## begin

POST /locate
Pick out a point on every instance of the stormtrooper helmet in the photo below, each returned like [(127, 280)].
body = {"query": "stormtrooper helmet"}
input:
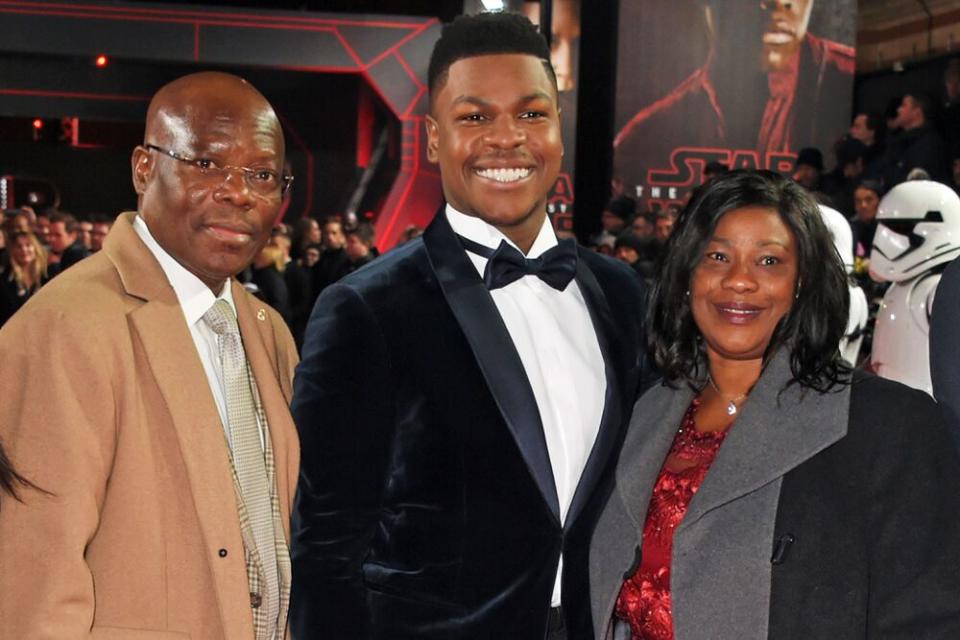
[(918, 229)]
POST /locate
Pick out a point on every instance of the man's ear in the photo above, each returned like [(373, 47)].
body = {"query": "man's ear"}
[(141, 165), (433, 139)]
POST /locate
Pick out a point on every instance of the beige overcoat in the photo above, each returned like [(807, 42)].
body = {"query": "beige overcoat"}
[(104, 403)]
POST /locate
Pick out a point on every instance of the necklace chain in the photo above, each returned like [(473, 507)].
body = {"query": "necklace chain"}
[(731, 402)]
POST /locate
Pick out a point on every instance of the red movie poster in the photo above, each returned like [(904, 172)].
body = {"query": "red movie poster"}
[(747, 83)]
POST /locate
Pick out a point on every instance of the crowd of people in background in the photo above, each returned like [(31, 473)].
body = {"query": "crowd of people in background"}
[(917, 137), (299, 262)]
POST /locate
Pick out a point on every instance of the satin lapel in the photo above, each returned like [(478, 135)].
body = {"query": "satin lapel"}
[(478, 317), (260, 346), (774, 433), (653, 425), (616, 373)]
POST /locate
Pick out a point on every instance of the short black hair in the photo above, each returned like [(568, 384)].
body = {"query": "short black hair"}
[(817, 320), (926, 103), (486, 34)]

## end

PROBLEM DETAILS: Rewrite every item with each "instance" replaced by "occurrence" and all else unchanged. Leave the pictures out.

THE COMPLETED TASK:
POST /locate
Pick out a point on every occurrence of the stormtrooper helmet in the photo below, each returned like [(127, 280)].
body = {"query": "stormtrooper helmet"}
input:
[(918, 229)]
POST /locate
Pick out a point on every occurrence of the man's ear in the photo above, each returned like [(373, 47)].
body = {"query": "man's ear"}
[(141, 165), (433, 139)]
POST /locate
Pick out a point on every occurrence of the beige overcoat in the photo above, each returned like [(807, 42)].
body = {"query": "beige overcoat"}
[(104, 403)]
POST /locate
Pick out a point on every occurrence of the necklace chain in the photo above, each returned like [(473, 507)].
body = {"query": "necklace chain"}
[(731, 402)]
POST /locate
Pick out a point on every occurrence of the red movie poster in the photo above, each returned like [(904, 172)].
body = {"query": "red movie poster"}
[(747, 83)]
POST /locate
Pick out a point on every occurrence of the crowd of people in background in the photo above, each returned like [(31, 473)].
body = {"query": "crowd of people in background"}
[(917, 137), (299, 262)]
POST /locate
Pick out a point on every occurrence of the satin lapel in the photo above, each returned like [(478, 135)].
body = {"query": "satin lapel"}
[(478, 317), (260, 346), (774, 433), (653, 425), (616, 373)]
POST /locate
Pick out a point on every occurrence of the short black hair in the photo above, each returned like [(568, 384)].
body = {"query": "short black hair"}
[(817, 320), (926, 103), (486, 34)]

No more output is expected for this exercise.